─── DATA SECTION
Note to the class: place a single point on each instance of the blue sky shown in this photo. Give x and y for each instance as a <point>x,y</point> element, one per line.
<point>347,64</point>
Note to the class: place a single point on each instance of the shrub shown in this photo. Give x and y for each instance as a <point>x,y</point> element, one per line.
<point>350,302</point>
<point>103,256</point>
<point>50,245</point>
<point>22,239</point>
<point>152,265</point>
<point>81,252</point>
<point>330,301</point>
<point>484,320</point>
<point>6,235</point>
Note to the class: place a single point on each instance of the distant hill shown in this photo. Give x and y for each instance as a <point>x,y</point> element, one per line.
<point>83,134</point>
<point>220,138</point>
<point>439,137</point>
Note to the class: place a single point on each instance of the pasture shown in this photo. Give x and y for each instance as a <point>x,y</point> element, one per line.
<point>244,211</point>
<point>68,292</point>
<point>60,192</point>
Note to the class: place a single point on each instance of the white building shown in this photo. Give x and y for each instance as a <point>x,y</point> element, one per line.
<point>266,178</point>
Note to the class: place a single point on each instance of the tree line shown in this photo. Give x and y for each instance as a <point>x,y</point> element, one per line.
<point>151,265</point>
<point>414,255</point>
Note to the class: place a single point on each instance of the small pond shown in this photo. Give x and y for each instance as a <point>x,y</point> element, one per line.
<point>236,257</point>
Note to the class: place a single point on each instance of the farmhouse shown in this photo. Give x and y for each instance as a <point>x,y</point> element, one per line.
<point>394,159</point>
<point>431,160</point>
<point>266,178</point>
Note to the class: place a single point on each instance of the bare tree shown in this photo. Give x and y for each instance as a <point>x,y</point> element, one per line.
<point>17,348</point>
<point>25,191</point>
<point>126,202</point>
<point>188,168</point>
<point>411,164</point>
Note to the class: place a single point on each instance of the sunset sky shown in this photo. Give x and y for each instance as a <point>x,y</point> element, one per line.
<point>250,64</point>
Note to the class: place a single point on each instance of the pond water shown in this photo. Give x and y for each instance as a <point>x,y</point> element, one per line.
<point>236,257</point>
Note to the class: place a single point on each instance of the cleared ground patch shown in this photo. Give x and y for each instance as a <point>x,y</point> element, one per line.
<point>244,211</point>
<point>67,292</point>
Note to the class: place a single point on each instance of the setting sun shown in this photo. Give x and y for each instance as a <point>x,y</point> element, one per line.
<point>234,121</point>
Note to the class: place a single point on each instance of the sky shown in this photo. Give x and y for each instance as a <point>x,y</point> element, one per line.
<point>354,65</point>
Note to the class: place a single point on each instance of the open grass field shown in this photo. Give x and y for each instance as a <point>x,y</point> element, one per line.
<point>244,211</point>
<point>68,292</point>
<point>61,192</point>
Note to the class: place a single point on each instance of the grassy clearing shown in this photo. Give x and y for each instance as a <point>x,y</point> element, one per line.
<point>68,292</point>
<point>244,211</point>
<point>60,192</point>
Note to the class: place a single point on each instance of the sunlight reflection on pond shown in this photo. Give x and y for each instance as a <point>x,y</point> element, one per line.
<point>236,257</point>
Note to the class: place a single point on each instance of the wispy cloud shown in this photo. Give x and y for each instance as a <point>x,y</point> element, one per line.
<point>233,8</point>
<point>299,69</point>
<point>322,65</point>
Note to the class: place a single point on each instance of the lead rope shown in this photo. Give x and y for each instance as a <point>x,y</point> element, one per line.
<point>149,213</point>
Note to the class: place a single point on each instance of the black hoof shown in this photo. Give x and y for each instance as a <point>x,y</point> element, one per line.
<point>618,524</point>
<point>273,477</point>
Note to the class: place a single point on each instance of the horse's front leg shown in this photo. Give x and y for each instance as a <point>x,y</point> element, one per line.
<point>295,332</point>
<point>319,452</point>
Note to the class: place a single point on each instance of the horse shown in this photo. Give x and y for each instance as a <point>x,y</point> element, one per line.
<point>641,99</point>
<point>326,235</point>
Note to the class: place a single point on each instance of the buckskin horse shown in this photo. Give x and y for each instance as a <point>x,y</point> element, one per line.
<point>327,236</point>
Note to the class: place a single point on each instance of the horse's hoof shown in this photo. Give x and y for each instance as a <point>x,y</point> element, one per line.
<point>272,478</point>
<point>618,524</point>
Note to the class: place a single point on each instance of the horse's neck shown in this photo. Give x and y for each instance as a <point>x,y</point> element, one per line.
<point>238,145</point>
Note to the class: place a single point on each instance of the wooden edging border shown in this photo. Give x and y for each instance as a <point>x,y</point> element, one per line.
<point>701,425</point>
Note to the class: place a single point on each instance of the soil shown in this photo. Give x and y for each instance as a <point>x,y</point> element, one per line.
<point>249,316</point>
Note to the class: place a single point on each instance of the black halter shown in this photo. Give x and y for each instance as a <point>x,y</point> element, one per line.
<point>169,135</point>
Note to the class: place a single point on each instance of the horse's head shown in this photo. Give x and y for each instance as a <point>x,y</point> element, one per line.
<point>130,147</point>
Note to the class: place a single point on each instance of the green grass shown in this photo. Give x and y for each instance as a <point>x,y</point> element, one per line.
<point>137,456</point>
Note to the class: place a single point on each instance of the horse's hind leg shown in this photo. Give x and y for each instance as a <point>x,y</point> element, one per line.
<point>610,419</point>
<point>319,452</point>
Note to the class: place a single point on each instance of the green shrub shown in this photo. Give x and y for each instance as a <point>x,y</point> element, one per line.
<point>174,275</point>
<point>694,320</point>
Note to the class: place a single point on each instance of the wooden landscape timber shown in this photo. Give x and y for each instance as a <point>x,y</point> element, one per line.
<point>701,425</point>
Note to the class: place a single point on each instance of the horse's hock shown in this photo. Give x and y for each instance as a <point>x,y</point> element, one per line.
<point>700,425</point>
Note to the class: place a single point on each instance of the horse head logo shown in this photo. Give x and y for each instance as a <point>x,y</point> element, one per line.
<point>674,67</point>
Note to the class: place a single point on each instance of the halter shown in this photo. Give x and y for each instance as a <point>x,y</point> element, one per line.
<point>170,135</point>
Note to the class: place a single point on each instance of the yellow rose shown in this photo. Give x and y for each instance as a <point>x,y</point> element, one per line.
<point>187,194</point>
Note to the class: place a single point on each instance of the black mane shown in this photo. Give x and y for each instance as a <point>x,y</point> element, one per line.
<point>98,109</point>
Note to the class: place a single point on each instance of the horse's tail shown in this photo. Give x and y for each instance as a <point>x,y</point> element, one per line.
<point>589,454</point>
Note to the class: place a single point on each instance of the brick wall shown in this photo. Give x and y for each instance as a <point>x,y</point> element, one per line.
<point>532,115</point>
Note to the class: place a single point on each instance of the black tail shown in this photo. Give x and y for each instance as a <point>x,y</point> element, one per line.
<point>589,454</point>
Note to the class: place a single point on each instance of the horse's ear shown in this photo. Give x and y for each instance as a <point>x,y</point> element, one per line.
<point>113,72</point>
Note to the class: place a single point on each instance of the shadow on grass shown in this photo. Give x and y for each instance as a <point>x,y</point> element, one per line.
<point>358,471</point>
──────
INSTRUCTIONS FOR THE TASK:
Print, exactly as given, the lines from the one with "of the shadow" through the last line of the material above, and no others.

SOLUTION FOR THIS PROBLEM:
Note to the class: place a single point on each instance of the shadow on grass shown in this photo. Give x and y for each instance as a <point>x,y</point> element, one per line.
<point>358,471</point>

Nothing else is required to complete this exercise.